Reading passage
◆ ◆ ◆ ◆ ◆ ◆ ◆

Afghan insurgents storm bank in south, killing 10

Afghan insurgents storm bank in south, killing 10,  Afghan insurgents stormed a bank in the country's restive southern province of Helmand on Wednesday, killing at least 10 people, including three policemen, authorities said.

In the attack, in the provincial capital, Lashgar Gah, five suicide bombers raided the city's branch of the New Kabul Bank. One of the attackers blew himself up at the front entrance to allow the other four in, said Omer Zawaj, the spokesman for the provincial governor.

Once inside, the other attackers fired at security forces, which arrived at the scene and surrounded the building, Zawaj said.

Helmand police spokesman, Fareed Obaid, said three police officers were among those killed.

"There are also 15 people wounded, including six members of the Afghan security forces," he said, adding that the rest of the insurgents were killed in the gunbattle.

Earlier, the head doctor at Lashkar Gah hospital said that more than 20 people with gunshot wounds had been admitted. "We've also had five bodies brought in," said Aslan Nawaz.

◆ ◆ ◆ ◆ ◆ ◆ ◆

Stored data
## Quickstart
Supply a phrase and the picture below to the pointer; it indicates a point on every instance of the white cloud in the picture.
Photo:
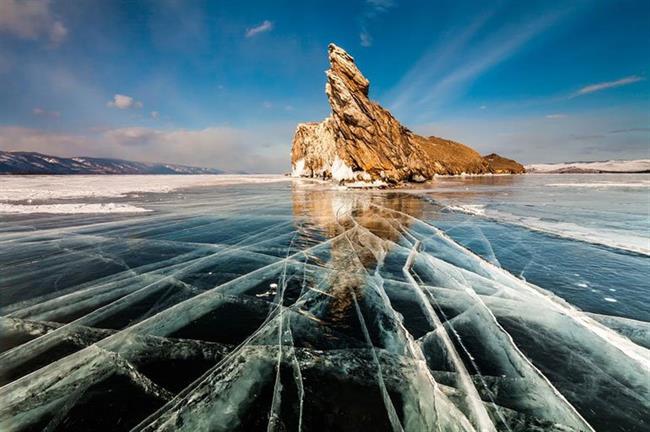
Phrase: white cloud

◆ ◆ ◆ ◆ ◆ ◆ ◆

Exercise tasks
a: In the news report on the Helmand bank attack, how did the remaining four attackers get into the bank?
b: Render this sentence from the news report on the Helmand bank attack in Spanish: "Once inside, the other attackers fired at security forces, which arrived at the scene and surrounded the building, Zawaj said."
c: Carry on the news report on the Helmand bank attack from its last sentence.

Answers per task
a: One of the attackers blew himself up at the front entrance so the other four could get in.

b: Una vez dentro, los otros atacantes dispararon contra las fuerzas de seguridad, que llegaron al lugar y rodearon el edificio, dijo Zawaj.

c:
The attack came a day after members of the Pakistani Taliban attacked an army-run school in Peshawar, murdering more than 141 people, most of them students.

The Afghan Taliban condemned the attack, saying killing innocents was un-Islamic. The Afghan group, however, claimed responsibility for a deadly attack on a French-run school in Kabul last week, in which a German aid worker was killed.

In the eastern province of Nangahar, the chief police spokesman Hazrat Hussain Mashraqiwal said that 11 insurgents were killed in a drone strike on Tuesday.

They were in a vehicle when the drone struck, he said, adding that the dead included two insurgent commanders.

Afghanistan's war with the insurgents, whose leadership is based in Pakistan, has escalated in recent months, and angered President Ashraf Ghani who has vowed to bring peace to the country.